Work to do = Can the data below be echoed back word for word?

—————

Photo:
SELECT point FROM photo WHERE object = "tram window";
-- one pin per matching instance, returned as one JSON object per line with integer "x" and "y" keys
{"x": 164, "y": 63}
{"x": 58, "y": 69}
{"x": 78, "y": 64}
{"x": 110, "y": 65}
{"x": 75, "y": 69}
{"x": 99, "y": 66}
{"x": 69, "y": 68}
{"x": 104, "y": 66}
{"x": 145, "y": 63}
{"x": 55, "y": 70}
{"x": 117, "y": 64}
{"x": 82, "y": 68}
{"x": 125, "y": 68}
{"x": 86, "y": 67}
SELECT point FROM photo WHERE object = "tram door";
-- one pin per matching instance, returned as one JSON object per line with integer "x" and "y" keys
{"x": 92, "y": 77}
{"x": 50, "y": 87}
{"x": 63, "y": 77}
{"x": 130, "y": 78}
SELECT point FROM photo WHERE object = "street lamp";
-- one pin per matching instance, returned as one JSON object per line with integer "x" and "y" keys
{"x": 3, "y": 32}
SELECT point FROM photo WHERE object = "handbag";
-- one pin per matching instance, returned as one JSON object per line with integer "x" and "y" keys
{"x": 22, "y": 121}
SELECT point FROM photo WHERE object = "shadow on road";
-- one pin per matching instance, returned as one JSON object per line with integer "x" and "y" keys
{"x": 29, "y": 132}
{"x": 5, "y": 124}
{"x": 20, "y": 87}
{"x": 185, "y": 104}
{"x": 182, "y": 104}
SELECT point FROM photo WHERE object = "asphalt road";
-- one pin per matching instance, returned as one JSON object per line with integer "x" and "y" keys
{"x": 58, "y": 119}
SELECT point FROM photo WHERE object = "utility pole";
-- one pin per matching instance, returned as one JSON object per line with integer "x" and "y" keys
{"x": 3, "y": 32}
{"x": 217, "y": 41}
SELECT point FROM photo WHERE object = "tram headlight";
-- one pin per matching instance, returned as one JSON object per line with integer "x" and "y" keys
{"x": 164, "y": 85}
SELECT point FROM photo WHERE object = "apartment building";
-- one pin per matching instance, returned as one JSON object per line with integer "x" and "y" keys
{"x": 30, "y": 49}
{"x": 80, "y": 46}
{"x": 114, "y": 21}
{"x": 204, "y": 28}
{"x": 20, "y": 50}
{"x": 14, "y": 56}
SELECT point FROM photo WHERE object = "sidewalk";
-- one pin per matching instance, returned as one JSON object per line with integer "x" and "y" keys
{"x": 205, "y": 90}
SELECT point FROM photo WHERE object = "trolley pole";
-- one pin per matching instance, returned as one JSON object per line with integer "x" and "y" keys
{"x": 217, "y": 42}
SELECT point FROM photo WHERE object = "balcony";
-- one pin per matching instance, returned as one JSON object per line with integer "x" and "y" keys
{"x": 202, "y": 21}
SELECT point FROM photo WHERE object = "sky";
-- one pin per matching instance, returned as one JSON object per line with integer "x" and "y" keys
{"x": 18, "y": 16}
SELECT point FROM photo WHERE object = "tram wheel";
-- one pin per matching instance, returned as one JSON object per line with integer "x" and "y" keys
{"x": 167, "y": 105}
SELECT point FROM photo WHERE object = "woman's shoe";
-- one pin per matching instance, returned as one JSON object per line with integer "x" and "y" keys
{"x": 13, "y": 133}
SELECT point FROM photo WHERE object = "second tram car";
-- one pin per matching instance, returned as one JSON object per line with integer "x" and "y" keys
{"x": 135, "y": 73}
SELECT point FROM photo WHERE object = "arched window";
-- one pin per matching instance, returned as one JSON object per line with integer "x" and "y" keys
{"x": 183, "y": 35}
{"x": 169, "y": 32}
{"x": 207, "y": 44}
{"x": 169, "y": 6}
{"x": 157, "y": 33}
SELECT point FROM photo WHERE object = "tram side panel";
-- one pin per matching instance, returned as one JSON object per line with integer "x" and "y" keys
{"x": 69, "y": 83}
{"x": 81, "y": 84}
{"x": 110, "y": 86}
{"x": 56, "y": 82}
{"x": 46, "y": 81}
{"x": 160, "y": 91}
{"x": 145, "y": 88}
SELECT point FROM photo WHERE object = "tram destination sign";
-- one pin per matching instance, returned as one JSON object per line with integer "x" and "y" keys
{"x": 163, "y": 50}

—————

Task result =
Photo:
SELECT point FROM photo WHERE object = "tram window";
-- one pin per matching instance, returned as one JSON object per line with integer "x" and "y" keys
{"x": 164, "y": 63}
{"x": 58, "y": 69}
{"x": 78, "y": 64}
{"x": 110, "y": 65}
{"x": 75, "y": 69}
{"x": 99, "y": 66}
{"x": 69, "y": 68}
{"x": 104, "y": 66}
{"x": 145, "y": 63}
{"x": 55, "y": 70}
{"x": 117, "y": 64}
{"x": 82, "y": 68}
{"x": 125, "y": 68}
{"x": 86, "y": 67}
SELECT point FROM photo WHERE object = "tram door";
-- one pin per matching instance, returned as one JSON object per line with integer "x" and "y" keys
{"x": 92, "y": 77}
{"x": 50, "y": 87}
{"x": 63, "y": 77}
{"x": 130, "y": 78}
SELECT point FROM photo WHERE object = "street lamp";
-- one pin per matching instance, returned as one JSON object per line with integer "x" and "y" keys
{"x": 3, "y": 32}
SELECT point FROM photo WHERE object = "handbag";
-- one pin per matching instance, returned as one JSON object per line with integer "x" and "y" keys
{"x": 22, "y": 121}
SELECT point FROM photo WHERE object = "shadow on road";
-- one pin per matching instance, returned as one JSON object per line with integer "x" and "y" keys
{"x": 29, "y": 132}
{"x": 5, "y": 124}
{"x": 20, "y": 87}
{"x": 185, "y": 104}
{"x": 182, "y": 104}
SELECT point FROM photo WHERE object = "asphalt road";
-- one pin per matching instance, returned as one JSON object per line with integer "x" and "y" keys
{"x": 58, "y": 119}
SELECT point FROM photo WHERE object = "utility pole";
-- one pin per matching instance, returned as one JSON object per line with integer "x" and "y" keys
{"x": 3, "y": 32}
{"x": 217, "y": 41}
SELECT point FROM photo WHERE object = "tram headlight";
-- one pin per matching instance, returned as one JSON object per line with integer "x" and "y" keys
{"x": 164, "y": 85}
SELECT point FROM photo WHERE object = "apartment building";
-- one pin per matching instance, returned as one JSON object per line with integer "x" and "y" keys
{"x": 30, "y": 49}
{"x": 80, "y": 46}
{"x": 114, "y": 21}
{"x": 204, "y": 28}
{"x": 20, "y": 50}
{"x": 14, "y": 56}
SELECT point FROM photo WHERE object = "sidewalk";
-- one pin per matching instance, returned as one JSON object per line with integer "x" and "y" keys
{"x": 205, "y": 90}
SELECT point FROM photo WHERE object = "trolley pole";
-- one pin per matching instance, returned as one JSON object per line with integer "x" and "y" keys
{"x": 217, "y": 42}
SELECT point FROM photo WHERE object = "balcony";
-- one pin per matching instance, returned as one JSON object per line with integer "x" and "y" keys
{"x": 202, "y": 21}
SELECT point FROM photo WHERE object = "sky";
-- one pin per matching instance, returned as one JSON object per line with integer "x" and "y" keys
{"x": 18, "y": 16}
SELECT point FROM photo WHERE object = "tram wheel";
-- one pin per matching instance, returned as one JSON object per line with integer "x" and "y" keys
{"x": 167, "y": 105}
SELECT point FROM photo WHERE object = "woman's shoe";
-- one pin per matching instance, returned as one JSON object per line with integer "x" and "y" keys
{"x": 13, "y": 133}
SELECT point FROM photo WHERE object = "second tram car";
-- one pin per matching instance, returned as one JSON object per line with integer "x" and "y" keys
{"x": 135, "y": 73}
SELECT point FROM photo WHERE object = "arched window";
-- one pin per matching instance, returned as one JSON object per line with integer "x" and "y" keys
{"x": 183, "y": 35}
{"x": 169, "y": 32}
{"x": 207, "y": 44}
{"x": 169, "y": 6}
{"x": 157, "y": 33}
SELECT point FROM photo WHERE object = "tram side panel";
-- one pin per matching instance, returned as one JSON object per line with integer "x" and "y" keys
{"x": 69, "y": 83}
{"x": 81, "y": 84}
{"x": 110, "y": 86}
{"x": 56, "y": 82}
{"x": 46, "y": 81}
{"x": 160, "y": 91}
{"x": 145, "y": 88}
SELECT point FROM photo WHERE object = "tram destination sign";
-- one pin per matching instance, returned as one JSON object per line with integer "x" and "y" keys
{"x": 163, "y": 50}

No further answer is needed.